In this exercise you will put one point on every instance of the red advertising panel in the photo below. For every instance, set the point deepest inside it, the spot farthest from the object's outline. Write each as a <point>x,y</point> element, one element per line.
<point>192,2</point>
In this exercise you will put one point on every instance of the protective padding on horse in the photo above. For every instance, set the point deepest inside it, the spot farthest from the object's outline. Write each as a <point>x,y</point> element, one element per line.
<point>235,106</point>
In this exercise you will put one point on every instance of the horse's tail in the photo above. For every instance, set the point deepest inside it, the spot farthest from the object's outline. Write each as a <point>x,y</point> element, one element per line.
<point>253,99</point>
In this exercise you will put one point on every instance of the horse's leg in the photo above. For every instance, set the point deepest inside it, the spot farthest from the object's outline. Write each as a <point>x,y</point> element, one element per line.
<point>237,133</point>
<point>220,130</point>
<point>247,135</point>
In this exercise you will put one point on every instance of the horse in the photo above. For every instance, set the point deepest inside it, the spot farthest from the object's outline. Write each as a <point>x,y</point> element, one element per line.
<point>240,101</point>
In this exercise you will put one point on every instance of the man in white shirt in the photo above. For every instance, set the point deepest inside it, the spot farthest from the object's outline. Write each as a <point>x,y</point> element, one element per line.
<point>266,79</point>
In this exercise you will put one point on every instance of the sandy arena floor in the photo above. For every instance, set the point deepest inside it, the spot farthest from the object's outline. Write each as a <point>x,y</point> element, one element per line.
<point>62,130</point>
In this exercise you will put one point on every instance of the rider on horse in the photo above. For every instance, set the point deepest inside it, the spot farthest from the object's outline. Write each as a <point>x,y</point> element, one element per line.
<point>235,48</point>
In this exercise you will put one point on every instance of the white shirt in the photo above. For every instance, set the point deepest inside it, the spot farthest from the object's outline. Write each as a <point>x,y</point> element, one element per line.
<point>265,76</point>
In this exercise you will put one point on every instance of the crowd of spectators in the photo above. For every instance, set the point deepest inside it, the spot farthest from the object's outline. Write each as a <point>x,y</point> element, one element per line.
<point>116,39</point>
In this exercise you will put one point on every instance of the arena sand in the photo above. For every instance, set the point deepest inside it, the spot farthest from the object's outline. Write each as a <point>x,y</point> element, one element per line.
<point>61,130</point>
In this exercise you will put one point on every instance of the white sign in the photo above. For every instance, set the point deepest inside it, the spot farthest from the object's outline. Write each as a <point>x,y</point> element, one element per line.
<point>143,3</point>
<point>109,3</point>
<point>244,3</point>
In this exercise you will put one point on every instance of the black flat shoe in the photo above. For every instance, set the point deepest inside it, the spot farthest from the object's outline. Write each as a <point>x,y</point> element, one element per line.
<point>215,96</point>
=-=-=-=-=
(Short task)
Reproduce the material word for word, beginning with the line that contains "of the sandy" and continuing through its final line.

(Full output)
In this exercise you will put one point on every instance of the sandy arena floor in the photo above. For every instance, set the point deepest inside it, the spot farthest from the object's outline. Write each as a <point>x,y</point> element, one element per line.
<point>62,130</point>
In this exercise you will put one point on every instance of the rider on horse in the photo above. For every instance, set the point deepest inside it, the spot farthest from the object's outline. Write each as a <point>x,y</point> element, one element per line.
<point>235,48</point>
In this exercise you will put one point on every instance of the white shirt in the photo above. For every instance, set the point deepest inside it, the spot farthest from the object's outline. Write each as a <point>x,y</point> element, one element per line.
<point>265,76</point>
In this exercise you will put one point on every instance of the crowd of spectators in the photo above. For every instance, set the point deepest inside it, the spot farthest from the object's outline. Write each as a <point>x,y</point> element, one element per line.
<point>116,39</point>
In this exercise you will put one point on every instance of the arena sand in the photo above. For every instance, set the point deepest inside it, the spot farthest from the object's outline. Write each as a <point>x,y</point> element, one element per line.
<point>61,130</point>
In this exercise you will put one point on every instance of the white sign in the photo above. For every instance, set the point deepest inside it, the spot farthest from the object's outline. Write each as a <point>x,y</point> element, one element per line.
<point>143,3</point>
<point>109,3</point>
<point>244,3</point>
In this exercise you will put one point on every instance of the black flat shoe in the photo above. For every instance, set the point deepest inside it, the spot farthest from the object's outline. Write each as a <point>x,y</point> element, one element per line.
<point>215,96</point>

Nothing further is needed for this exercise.